▸ YOUR INSTRUCTIONS: Copy out the line that contains "For full credit, report the bounding box of the green" and the lines after it through the final one in the entries below, exactly, with no other lines.

▸ RECORDS PROVIDED:
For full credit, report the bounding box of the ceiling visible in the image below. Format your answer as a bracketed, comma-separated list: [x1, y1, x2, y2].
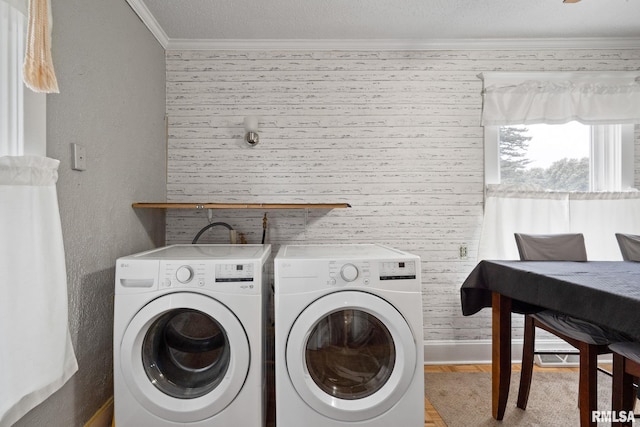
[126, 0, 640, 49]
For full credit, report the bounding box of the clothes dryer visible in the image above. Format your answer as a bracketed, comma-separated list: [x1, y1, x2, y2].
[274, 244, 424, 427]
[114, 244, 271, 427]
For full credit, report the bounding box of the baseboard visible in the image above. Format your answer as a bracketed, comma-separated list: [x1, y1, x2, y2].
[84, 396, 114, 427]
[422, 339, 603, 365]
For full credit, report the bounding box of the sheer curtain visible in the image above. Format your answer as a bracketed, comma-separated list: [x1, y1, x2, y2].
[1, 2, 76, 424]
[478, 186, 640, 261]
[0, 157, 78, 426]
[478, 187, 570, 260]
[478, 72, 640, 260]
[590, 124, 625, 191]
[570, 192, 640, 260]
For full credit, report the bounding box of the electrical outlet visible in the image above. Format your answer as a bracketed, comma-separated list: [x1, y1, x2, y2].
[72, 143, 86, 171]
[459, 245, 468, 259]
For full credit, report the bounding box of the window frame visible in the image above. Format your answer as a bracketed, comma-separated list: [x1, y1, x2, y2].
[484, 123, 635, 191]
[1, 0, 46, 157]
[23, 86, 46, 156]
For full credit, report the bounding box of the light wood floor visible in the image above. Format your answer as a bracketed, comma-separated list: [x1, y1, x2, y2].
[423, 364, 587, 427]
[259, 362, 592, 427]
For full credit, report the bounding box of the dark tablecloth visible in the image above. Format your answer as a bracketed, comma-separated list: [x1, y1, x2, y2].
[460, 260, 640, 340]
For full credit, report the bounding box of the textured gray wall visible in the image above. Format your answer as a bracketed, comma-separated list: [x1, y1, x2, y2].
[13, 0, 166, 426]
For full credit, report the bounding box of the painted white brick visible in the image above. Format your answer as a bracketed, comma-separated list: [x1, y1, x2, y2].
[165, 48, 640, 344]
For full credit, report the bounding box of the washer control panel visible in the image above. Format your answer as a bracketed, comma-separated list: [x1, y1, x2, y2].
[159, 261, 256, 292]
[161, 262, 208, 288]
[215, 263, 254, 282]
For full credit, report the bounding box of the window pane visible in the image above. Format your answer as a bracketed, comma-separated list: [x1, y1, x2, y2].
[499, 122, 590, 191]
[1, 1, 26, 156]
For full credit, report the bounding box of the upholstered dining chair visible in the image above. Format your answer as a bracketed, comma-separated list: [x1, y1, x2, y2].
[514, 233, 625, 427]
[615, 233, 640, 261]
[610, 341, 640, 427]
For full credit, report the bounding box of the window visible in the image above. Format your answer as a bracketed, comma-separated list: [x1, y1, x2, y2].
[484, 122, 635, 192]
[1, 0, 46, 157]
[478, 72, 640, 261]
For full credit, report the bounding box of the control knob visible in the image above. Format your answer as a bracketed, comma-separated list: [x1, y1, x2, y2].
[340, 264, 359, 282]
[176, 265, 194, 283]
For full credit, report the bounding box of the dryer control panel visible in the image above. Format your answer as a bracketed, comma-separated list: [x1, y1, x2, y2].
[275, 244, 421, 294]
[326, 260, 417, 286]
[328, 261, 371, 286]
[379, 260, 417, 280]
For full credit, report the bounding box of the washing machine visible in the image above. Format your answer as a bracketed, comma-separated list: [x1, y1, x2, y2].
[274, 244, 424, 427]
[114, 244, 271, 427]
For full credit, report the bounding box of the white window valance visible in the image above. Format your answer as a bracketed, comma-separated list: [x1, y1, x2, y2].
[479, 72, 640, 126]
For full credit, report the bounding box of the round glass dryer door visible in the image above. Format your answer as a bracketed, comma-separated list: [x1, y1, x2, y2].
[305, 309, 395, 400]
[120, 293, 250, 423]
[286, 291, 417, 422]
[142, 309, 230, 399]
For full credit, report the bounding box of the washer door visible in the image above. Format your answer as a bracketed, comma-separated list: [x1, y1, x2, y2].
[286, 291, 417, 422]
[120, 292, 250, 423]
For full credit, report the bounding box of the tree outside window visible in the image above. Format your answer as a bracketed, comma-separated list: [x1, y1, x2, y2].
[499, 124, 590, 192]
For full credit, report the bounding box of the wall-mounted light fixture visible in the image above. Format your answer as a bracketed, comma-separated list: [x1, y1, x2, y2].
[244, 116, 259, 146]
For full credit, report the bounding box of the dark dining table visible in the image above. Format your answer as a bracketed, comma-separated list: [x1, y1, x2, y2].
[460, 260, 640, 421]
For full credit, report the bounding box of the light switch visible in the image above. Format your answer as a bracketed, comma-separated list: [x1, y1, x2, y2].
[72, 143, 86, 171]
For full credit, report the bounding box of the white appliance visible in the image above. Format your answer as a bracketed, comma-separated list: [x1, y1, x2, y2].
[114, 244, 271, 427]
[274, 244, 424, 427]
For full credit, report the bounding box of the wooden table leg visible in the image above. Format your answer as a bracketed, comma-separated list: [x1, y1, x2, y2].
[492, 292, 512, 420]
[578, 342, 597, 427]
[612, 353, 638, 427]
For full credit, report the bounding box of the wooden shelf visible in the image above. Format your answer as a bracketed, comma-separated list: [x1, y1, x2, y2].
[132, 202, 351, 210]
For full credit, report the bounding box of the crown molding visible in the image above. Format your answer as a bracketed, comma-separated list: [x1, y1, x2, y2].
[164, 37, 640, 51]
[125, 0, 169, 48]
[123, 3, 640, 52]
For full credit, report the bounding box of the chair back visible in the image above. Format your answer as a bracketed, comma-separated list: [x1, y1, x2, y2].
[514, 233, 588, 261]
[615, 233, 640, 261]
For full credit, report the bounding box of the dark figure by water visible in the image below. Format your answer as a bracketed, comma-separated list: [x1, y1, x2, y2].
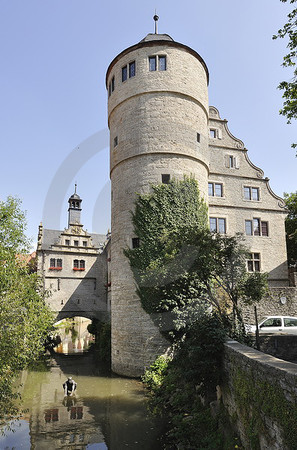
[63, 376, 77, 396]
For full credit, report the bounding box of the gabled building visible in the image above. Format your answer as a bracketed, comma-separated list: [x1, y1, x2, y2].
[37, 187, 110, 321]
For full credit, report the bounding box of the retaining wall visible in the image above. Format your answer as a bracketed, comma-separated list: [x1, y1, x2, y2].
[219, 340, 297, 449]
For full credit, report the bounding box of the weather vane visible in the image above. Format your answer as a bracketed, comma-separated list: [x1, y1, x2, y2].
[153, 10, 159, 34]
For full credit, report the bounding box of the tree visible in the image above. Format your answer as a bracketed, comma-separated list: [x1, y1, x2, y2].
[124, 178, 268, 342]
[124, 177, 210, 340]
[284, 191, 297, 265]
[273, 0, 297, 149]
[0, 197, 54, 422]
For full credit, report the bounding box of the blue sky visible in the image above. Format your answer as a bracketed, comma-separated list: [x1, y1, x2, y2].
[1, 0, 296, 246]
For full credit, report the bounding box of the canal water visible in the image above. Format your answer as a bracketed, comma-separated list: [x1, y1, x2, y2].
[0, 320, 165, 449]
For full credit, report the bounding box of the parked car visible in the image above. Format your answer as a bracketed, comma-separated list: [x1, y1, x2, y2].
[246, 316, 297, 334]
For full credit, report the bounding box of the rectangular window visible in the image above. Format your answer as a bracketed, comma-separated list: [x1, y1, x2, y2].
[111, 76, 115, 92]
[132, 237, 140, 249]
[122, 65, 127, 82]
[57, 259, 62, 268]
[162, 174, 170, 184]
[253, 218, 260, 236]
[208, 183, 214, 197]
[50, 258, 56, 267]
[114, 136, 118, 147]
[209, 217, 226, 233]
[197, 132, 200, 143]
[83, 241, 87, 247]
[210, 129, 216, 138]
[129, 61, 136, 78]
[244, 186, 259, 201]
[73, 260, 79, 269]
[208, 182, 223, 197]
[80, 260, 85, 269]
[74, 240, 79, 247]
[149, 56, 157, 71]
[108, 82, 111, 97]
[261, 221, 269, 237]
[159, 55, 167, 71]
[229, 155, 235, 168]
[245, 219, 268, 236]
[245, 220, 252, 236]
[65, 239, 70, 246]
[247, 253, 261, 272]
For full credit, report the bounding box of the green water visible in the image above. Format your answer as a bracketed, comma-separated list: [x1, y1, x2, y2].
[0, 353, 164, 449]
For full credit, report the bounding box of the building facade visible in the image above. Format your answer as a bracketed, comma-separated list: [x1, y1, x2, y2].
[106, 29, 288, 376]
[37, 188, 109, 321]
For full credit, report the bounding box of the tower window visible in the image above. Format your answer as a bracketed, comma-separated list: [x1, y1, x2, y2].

▸ TASK SOLUTION:
For full credit, report the bounding box of the green water visible in the image above. Format your answer as a bracketed, comma-separated list: [x1, y1, x2, y2].
[0, 353, 164, 449]
For full credit, report the bounding box of the building facade visible in the image above. Format your answer as a bracketed, comma-separated list: [x1, y1, x2, y2].
[106, 29, 288, 376]
[37, 188, 109, 321]
For full credit, report the bounding box of the tower window visible in the image above. Format your answer as a bracketed, comma-separated list: [x1, y1, x2, y2].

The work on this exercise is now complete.